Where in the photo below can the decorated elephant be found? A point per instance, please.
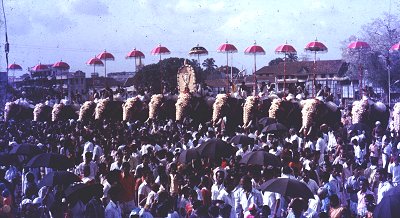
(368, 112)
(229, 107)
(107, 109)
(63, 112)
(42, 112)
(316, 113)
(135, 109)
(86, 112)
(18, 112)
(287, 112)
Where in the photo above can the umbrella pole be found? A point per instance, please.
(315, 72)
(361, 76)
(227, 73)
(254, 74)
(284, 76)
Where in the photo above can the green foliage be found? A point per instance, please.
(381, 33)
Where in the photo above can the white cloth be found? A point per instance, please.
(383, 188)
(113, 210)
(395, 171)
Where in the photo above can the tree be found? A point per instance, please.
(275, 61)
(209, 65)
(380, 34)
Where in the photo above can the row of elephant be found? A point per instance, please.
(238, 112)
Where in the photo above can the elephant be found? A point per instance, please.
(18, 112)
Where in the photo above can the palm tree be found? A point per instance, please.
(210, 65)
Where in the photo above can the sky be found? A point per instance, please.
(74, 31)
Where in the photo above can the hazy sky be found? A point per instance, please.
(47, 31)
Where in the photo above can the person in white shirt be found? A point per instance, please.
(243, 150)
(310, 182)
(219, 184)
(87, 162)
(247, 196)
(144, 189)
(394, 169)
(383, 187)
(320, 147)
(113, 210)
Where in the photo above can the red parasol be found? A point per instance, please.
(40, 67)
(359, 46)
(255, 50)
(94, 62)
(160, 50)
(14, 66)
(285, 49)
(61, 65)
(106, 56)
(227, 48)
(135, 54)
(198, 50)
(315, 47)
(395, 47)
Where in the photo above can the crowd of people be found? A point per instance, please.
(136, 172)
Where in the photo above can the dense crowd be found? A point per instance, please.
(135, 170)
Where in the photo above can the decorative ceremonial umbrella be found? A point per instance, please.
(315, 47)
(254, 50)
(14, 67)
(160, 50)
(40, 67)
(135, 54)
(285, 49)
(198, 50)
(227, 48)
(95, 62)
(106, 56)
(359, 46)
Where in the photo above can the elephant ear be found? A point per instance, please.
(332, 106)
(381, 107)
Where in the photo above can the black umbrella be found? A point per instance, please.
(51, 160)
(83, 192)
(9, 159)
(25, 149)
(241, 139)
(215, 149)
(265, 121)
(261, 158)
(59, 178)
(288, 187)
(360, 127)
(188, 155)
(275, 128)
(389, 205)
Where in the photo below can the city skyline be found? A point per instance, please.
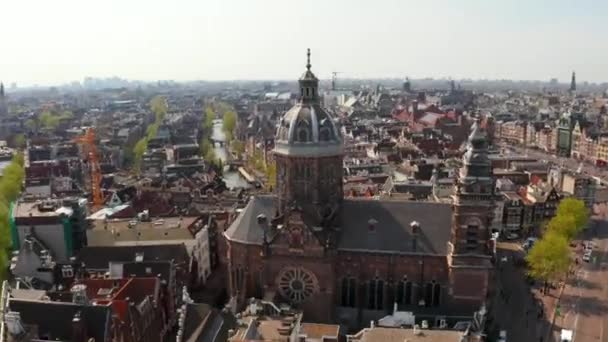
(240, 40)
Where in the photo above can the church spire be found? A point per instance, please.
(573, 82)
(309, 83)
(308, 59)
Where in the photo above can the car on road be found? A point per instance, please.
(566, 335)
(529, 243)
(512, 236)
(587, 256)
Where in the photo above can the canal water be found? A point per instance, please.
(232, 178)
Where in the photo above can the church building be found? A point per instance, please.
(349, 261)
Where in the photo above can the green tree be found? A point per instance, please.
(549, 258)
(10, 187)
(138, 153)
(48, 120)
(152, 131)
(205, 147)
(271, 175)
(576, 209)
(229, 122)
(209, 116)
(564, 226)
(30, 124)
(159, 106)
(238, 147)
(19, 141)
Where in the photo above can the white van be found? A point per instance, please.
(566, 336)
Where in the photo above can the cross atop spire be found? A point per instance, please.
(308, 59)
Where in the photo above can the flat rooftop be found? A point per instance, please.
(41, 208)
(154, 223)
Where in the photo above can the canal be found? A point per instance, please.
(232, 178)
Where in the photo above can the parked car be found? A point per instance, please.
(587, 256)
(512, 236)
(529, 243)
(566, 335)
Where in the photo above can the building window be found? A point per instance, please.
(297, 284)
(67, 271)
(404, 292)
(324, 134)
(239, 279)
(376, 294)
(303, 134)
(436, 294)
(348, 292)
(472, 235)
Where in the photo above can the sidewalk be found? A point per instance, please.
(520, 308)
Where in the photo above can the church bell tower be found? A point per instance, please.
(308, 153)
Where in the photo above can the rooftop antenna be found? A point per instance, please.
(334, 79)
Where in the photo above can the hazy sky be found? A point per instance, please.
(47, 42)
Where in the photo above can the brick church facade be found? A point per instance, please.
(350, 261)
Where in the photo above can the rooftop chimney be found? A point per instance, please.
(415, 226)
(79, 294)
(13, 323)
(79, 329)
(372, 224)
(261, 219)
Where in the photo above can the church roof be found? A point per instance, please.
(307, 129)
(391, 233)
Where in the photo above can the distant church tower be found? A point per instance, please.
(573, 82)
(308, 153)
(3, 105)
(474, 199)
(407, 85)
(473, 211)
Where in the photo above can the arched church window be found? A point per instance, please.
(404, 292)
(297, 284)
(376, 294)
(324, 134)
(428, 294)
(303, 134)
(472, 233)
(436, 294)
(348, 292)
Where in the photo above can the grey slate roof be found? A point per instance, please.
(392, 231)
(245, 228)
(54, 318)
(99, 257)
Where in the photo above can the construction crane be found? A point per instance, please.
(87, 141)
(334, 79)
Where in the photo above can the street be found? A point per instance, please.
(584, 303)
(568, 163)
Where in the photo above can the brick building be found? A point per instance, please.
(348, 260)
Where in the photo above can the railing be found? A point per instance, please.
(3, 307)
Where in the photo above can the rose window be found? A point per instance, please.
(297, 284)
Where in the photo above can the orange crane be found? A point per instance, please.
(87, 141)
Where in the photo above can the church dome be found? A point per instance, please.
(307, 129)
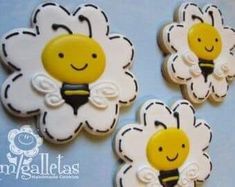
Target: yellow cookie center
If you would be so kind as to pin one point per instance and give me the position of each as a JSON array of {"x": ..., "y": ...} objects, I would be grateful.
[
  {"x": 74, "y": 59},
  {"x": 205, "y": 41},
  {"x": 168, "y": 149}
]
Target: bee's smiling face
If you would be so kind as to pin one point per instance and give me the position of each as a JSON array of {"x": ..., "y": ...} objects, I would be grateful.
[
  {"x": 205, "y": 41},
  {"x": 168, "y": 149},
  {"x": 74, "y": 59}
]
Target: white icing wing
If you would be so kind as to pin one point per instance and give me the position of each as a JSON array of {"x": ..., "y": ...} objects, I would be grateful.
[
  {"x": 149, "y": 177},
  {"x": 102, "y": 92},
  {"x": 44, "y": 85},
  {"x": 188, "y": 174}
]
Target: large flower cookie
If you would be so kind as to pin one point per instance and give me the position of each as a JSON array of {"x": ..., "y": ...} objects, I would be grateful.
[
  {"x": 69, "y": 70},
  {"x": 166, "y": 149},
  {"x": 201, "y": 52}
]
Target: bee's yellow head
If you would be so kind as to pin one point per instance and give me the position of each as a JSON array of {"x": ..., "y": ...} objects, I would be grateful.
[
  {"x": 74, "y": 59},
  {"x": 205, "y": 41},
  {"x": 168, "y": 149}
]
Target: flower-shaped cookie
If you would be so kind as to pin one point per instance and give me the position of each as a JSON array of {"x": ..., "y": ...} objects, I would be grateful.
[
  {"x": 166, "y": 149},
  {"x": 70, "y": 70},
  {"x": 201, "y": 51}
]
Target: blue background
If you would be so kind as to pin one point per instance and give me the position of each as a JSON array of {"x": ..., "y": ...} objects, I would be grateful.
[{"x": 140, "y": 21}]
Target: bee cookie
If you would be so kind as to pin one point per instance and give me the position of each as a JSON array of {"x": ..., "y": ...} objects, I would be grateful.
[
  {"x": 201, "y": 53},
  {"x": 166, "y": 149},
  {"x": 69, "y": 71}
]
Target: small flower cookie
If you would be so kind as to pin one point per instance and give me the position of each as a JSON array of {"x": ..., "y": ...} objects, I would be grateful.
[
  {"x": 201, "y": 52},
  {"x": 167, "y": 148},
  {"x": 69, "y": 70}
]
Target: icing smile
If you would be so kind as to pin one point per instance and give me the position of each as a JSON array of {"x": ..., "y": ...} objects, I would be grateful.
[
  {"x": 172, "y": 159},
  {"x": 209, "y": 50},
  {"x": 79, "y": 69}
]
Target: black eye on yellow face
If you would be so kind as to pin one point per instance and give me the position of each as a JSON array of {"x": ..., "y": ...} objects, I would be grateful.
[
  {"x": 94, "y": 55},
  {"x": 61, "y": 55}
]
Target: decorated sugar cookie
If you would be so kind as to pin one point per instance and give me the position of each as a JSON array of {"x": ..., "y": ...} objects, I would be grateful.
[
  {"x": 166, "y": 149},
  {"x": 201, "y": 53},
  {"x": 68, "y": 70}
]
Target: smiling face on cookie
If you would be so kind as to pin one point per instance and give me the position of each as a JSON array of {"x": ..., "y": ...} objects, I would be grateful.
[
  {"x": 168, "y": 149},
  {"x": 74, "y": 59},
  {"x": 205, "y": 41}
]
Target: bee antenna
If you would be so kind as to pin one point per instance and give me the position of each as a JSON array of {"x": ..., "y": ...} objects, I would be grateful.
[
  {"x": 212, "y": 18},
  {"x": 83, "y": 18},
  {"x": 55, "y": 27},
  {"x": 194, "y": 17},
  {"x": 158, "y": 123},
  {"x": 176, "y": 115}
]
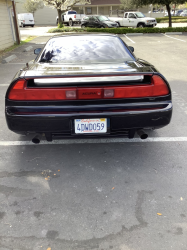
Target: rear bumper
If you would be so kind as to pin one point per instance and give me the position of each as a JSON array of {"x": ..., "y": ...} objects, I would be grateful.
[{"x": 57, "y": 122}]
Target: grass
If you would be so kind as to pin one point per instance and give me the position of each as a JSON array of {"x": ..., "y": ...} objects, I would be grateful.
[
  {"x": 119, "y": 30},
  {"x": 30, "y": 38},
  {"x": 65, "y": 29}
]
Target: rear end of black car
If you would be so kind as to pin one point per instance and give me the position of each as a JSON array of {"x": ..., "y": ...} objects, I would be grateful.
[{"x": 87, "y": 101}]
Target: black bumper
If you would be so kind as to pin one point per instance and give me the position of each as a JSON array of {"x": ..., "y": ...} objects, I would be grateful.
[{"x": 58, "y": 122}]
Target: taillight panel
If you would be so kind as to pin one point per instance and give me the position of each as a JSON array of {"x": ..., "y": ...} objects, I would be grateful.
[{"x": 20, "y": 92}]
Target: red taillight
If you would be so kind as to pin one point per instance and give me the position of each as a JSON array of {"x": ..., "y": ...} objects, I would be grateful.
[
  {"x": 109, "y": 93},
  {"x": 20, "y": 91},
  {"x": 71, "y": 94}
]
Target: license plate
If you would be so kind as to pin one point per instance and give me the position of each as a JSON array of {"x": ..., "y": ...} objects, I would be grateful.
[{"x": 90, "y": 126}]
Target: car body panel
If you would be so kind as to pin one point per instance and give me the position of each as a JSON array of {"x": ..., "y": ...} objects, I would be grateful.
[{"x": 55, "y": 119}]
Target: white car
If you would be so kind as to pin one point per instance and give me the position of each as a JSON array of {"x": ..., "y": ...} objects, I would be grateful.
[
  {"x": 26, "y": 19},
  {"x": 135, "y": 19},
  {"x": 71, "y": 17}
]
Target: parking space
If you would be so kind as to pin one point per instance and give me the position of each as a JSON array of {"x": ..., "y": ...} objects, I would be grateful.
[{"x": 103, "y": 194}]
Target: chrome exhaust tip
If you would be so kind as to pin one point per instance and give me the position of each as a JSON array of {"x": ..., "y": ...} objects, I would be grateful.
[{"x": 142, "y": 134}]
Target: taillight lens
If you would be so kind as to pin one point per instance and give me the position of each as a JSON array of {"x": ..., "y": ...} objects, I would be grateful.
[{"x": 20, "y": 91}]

---

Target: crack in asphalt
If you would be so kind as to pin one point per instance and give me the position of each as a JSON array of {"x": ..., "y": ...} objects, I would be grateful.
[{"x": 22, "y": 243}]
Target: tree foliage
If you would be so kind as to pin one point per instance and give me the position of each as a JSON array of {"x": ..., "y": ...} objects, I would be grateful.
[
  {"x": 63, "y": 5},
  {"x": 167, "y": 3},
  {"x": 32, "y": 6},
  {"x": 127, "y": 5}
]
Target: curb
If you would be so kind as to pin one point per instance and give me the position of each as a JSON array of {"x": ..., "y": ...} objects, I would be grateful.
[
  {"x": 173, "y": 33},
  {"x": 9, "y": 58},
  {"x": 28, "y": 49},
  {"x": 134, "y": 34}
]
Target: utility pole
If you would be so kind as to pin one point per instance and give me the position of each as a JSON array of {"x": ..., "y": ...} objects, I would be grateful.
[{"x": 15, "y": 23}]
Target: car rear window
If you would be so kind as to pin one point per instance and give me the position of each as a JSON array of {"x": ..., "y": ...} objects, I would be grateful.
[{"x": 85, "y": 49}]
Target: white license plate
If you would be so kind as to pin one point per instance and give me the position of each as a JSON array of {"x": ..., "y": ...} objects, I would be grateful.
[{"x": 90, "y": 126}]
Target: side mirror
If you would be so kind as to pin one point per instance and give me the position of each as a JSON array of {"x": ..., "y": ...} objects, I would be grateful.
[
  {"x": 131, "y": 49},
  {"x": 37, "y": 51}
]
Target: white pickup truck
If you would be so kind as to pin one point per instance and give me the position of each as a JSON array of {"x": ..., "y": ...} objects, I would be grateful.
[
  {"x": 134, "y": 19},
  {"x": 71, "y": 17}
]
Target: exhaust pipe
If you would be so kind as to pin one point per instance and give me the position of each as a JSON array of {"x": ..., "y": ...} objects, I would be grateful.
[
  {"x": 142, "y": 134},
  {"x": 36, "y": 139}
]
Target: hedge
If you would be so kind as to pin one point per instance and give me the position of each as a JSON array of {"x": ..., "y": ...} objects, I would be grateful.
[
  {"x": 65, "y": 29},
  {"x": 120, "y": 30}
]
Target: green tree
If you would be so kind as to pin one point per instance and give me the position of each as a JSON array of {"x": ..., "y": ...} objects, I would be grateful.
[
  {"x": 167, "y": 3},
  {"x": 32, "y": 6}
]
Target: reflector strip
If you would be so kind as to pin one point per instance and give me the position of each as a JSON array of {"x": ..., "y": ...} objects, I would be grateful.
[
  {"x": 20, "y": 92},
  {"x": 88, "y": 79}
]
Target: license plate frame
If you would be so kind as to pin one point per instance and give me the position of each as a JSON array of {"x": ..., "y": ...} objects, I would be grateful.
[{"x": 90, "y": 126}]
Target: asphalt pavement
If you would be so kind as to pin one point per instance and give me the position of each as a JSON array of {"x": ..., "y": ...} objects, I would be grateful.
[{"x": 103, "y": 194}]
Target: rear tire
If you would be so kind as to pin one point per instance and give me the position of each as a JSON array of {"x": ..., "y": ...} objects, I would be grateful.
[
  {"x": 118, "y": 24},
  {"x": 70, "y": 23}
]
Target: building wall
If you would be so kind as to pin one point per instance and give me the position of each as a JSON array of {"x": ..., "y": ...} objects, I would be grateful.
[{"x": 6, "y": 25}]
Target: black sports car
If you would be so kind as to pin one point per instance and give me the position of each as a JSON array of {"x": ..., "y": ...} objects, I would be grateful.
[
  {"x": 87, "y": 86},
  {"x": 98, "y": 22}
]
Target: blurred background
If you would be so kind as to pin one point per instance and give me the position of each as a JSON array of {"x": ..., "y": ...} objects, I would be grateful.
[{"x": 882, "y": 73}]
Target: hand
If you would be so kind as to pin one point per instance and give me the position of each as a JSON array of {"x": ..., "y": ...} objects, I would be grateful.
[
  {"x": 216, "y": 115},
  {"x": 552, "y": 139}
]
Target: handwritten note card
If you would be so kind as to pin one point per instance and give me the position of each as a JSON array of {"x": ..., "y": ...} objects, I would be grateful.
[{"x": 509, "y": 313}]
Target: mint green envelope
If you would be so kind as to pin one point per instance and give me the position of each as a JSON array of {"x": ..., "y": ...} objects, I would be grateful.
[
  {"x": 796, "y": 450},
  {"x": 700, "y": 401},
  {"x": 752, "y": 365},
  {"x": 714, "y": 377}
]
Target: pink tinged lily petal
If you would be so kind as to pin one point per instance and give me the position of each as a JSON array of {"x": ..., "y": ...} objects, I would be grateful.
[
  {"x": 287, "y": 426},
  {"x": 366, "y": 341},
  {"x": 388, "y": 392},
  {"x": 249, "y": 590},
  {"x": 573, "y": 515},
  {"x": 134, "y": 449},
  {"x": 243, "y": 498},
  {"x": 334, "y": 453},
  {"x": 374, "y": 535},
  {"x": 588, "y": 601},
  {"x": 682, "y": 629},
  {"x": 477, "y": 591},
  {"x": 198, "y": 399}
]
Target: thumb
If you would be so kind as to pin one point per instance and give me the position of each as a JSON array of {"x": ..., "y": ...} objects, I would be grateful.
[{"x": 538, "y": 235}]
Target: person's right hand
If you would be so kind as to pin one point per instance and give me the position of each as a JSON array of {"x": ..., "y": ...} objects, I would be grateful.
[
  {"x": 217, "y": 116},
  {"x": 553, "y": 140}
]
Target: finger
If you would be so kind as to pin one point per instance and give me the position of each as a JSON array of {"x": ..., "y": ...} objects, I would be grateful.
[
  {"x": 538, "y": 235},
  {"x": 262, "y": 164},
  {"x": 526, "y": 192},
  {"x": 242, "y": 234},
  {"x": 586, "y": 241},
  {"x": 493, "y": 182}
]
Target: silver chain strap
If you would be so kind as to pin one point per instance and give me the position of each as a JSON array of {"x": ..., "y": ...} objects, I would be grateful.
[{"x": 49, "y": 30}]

=== WHAT THE TASK ASKS ===
Report how many lines of the entries above contain the word "bumper", giving the number by itself.

=== RESPONSE BELOW ===
2